The majority have accepted that STEM learning is fundamental for a progressive education system, but it has its detractors. In this article we review the trajectory of this ongoing topic of discussion.

The current buzz around STEM (science, technology, engineering and maths) learning has been building for some time, yet the discussion hasn’t yet been normalised. If anything, discussion around STEM’s importance in Australian education only continues to be growing.

Why the ongoing focus on STEM-based learning and how important is it, really, for schools to ensure they’re onboard with STEM?

TASKS TO COMPLETE:
[1] In the STEM learning text, what does the writer give as evidence that the discussion "hasn’t yet been normalised"? Answer in one to three sentences.
[2] Summarize the STEM learning text in two sentences.
[3] Continue the STEM learning text from where it stops.

RECORDS SUPPLIED:
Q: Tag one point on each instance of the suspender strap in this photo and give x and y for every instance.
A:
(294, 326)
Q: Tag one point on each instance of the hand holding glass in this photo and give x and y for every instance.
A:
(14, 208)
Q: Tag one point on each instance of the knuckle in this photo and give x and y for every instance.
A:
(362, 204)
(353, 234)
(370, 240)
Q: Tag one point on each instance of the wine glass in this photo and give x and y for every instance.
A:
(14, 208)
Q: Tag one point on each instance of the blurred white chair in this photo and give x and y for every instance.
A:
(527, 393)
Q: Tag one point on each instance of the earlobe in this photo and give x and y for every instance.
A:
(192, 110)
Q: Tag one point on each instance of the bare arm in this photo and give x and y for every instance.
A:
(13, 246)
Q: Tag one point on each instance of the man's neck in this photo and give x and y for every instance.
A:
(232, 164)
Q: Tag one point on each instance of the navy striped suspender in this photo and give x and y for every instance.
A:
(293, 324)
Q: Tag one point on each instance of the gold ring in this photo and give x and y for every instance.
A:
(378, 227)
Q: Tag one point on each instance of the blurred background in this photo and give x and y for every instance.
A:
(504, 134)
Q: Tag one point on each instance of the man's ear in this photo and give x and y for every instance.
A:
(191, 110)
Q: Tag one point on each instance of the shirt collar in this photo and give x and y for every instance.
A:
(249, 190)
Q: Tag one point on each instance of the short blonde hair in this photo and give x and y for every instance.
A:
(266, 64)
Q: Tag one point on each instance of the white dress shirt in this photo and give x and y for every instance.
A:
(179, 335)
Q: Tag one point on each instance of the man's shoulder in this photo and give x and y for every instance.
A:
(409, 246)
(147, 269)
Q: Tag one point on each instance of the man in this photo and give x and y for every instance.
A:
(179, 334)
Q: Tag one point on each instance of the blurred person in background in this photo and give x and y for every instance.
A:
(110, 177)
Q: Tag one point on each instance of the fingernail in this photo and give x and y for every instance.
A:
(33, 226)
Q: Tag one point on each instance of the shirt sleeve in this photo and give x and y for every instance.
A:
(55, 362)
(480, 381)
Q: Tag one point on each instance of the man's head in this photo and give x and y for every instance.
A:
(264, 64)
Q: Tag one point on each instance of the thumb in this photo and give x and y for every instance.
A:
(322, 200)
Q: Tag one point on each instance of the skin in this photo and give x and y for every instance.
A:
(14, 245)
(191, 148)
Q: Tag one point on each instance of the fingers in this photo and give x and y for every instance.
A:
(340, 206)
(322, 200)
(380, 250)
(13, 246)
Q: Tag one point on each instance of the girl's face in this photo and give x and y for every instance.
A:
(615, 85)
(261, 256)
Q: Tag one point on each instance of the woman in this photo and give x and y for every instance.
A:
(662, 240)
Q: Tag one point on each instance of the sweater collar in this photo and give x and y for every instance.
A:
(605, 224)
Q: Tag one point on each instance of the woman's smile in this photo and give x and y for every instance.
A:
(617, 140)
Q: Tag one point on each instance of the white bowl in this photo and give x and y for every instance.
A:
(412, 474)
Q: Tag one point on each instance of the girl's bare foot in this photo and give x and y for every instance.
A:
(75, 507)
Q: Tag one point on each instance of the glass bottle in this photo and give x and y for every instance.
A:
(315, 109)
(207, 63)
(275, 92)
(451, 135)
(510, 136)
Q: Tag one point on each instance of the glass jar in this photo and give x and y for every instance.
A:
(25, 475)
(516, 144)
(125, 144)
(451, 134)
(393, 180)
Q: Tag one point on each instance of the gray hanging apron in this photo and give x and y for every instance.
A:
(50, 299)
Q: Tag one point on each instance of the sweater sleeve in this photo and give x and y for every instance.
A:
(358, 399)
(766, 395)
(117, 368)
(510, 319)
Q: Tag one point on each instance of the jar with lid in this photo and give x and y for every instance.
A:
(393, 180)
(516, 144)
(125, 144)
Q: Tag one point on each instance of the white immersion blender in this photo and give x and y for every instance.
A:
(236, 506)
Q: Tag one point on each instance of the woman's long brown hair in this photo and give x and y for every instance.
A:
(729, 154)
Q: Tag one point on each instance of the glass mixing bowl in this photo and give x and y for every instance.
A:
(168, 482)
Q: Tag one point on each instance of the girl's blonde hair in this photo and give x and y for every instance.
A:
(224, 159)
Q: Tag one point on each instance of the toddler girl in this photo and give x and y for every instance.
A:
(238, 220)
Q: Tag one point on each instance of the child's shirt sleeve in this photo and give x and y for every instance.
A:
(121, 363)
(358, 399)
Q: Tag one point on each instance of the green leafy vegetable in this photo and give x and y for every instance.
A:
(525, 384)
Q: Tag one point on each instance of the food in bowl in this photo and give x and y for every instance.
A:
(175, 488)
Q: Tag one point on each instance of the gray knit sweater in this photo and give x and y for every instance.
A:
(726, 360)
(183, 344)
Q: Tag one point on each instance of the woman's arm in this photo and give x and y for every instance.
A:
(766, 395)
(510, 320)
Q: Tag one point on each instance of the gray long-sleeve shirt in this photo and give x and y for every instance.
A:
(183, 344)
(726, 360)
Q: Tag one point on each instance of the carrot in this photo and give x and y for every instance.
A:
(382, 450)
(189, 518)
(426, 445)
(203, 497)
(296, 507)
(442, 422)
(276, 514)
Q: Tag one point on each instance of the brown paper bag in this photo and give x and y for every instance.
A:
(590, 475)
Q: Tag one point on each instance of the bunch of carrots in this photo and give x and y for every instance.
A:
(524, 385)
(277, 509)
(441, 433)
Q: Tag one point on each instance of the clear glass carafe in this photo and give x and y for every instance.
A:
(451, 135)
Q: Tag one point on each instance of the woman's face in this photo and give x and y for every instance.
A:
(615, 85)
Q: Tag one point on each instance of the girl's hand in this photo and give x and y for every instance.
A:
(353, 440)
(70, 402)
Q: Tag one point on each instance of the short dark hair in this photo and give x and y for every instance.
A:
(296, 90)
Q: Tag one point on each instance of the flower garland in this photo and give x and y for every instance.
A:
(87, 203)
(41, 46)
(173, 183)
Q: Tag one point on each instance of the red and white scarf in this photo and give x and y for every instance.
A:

ANSWERS TO THE EXERCISES:
[1] The writer points out that discussion around STEM's importance in Australian education keeps growing. The buzz has been building for some time, and if anything it is increasing rather than settling.

[2] Most people accept that STEM learning is fundamental to a progressive education system, though it has detractors, and the article sets out to review how this debate has developed. Discussion of STEM's importance in Australian education is still growing, which raises the question of why the focus continues and how important it is for schools to adopt STEM.

[3]
STEM: A Brief History

In January 2014, the Australian Government initiated a review of the Australian Curriculum, with a resulting report released in October that year.1 It was at this point that the Government announced an additional $12 million in funding to go toward STEM initiatives, forming a key pillar of its Industry Innovation and Competitiveness Agenda under the ‘Restoring the focus on STEM in schools initiative’.2

Soon after, in 2015, PricewaterhouseCoopers released a report that found that technology and innovation represent both a challenge and an opportunity to Australian growth and jobs. Entitled, A Smart move: Future-proofing Australia’s Workforce3, the report included some oft-repeated findings, such as:

• 44 per cent or 5.1 million current Australian jobs are at risk from digital disruption in 20 years

• 75 per cent of the fast growing occupations require STEM skills

• Transforming one per cent of our workforce into STEM roles would add $57.4 billion to GDP

• Top three occupations least at risk in the workforce of the future are doctors, nurses and teachers

• The top three occupations at risk are accountants, cashiers and administration workers

Naturally, the discussion returned during the election campaign this year, with Labor promising $400 million for teaching scholarships aimed at encouraging recent STEM graduates to enter the education field.4 At the same time, Prime Minister Malcolm Turnbull floated the idea of making maths and science a requirement for finishing high school, stating it was a “big priority” for the Government.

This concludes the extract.